# TASK ITEM
Answer these about the article on Iowa's smoking ban below:
(a) What flag does the proprietor of Vic's Main Tap display in her bar?
(b) In what year did Frank Sinatra die?
(c) What position does Paul Lasley hold at Iowa State University?

# EXTRACT PROVIDED
>>
By Douglas Burns
Vickie Ewoldt, proprietor
of Vic's Main Tap in Audubon,
displays this Soviet flag
in her bar to protest the
eight-month-old Iowa smoking
ban. The flag is knotted
to show that it hangs in
protest, not allegiance
to the former Communist
superpower. |
When Frank Sinatra, one of America's
most famous smokers, died (at
age 82, baby), one tribute observed
that thousands of men on thousands
of bar stools would no longer
be able to ask, "What would
Frank do?"_
Sinatra expired in 1998, and we've
made it a decade without the philosopher-king
of love and loss, the crooner
with spot-on instincts in the
world of handling a punch in the
gut and making it to work the
next day._
For the last eight months, with
a nearly complete statewide indoor
smoking ban in effect, many Iowans
have been in something of a prolonged
mourning for the passing of Sinatra's
defiant prop, the barroom cigarette.
An underappreciated part of our
culture, particularly in rural
and working-class reaches of the
Hawkeye State, died last July
1. Small-town and working-class
bars are supposed to be a bit
irreverent, dimly lit places to
escape the bully boss, pending
divorce, or the drudgery of a
Working Joe life. Smoking is a
part of this for many Iowans -
or it least it was (legally) until
last summer.
"I'm not justifying smoking,
but it was part of the culture,"
said Paul Lasley, chairman of
both the Sociology and Anthropology
departments at Iowa State University.
<<
# RECORDED DATA
>>
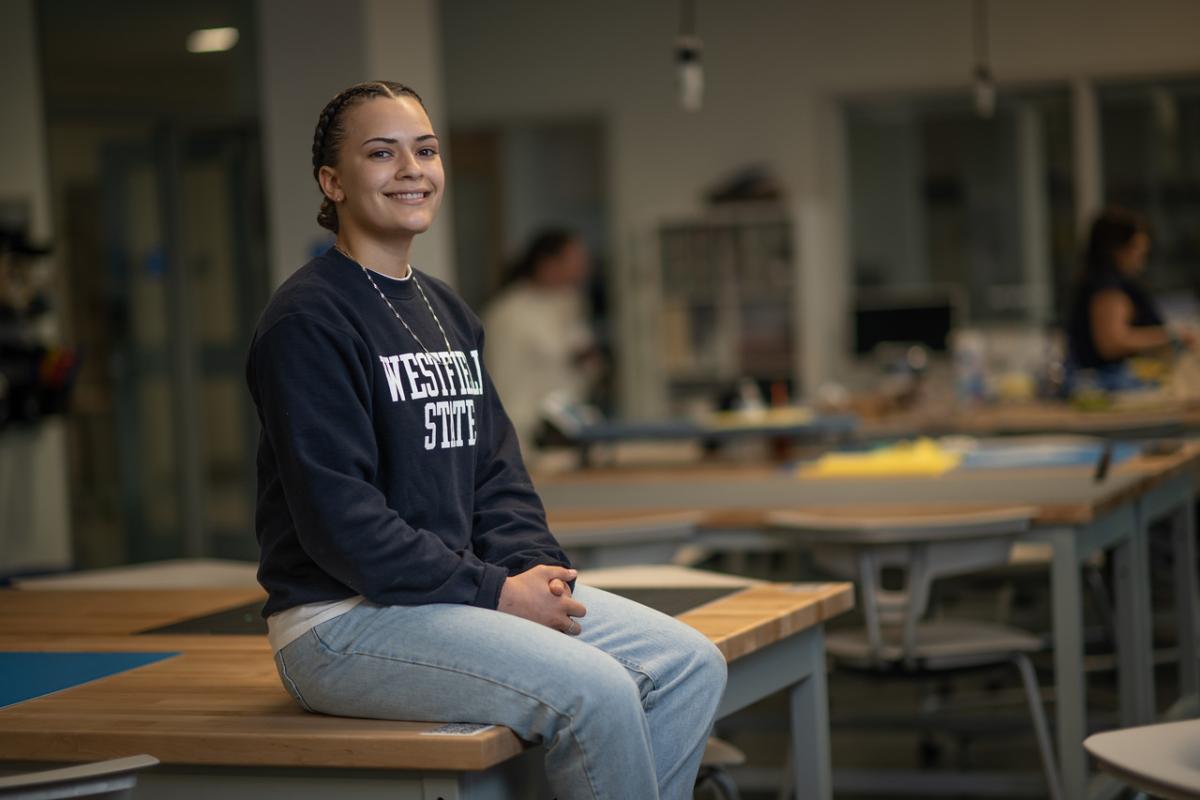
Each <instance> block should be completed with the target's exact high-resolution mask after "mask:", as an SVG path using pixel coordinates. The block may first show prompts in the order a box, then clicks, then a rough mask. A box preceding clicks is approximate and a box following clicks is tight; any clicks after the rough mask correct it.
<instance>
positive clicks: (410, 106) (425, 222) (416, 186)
mask: <svg viewBox="0 0 1200 800" xmlns="http://www.w3.org/2000/svg"><path fill="white" fill-rule="evenodd" d="M344 126H346V128H344V130H346V133H344V138H343V139H342V144H341V149H340V150H338V154H337V163H336V164H335V166H331V167H330V166H326V167H322V168H320V173H319V175H318V180H319V181H320V188H322V191H323V192H324V193H325V197H328V198H329V199H331V200H332V201H334V203H335V204H336V205H337V217H338V222H340V225H341V228H342V229H344V231H346V233H347V234H349V235H355V234H358V235H361V236H367V237H370V239H374V240H378V241H388V240H396V239H408V240H410V239H412V237H413V236H415V235H416V234H419V233H422V231H425V230H427V229H428V227H430V225H431V224H432V223H433V218H434V217H436V216H437V212H438V207H439V206H440V205H442V191H443V188H444V186H445V174H444V172H443V169H442V156H440V151H439V145H438V138H437V136H434V133H433V125H432V124H431V122H430V118H428V115H427V114H426V113H425V109H424V108H421V104H420V103H419V102H418V101H416V100H415V98H413V97H407V96H401V97H376V98H372V100H367V101H365V102H360V103H356V104H355V106H353V107H352V108H349V109H347V112H346V118H344Z"/></svg>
<<
# REPLY
(a) A Soviet flag.
(b) 1998.
(c) Chairman of both the Sociology and Anthropology departments.